■ Challenge ■
Put each line of the rows below into a numbered list, skipping any blank lines. Leave the pictures out of your answer.

■ Pointing rows ■
********

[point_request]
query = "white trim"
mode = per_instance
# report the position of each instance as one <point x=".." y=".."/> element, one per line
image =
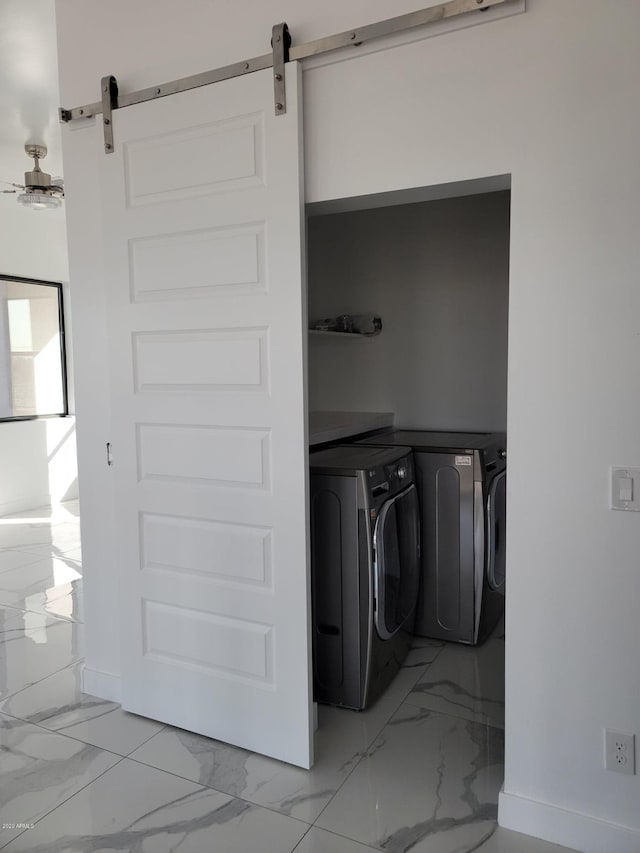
<point x="561" y="826"/>
<point x="102" y="684"/>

********

■ Exercise solution ■
1. [point_request]
2. query = "white trim"
3. mode = per_instance
4. # report the position of each instance as one <point x=".." y=".."/> element, one per line
5. image =
6. <point x="561" y="826"/>
7. <point x="102" y="684"/>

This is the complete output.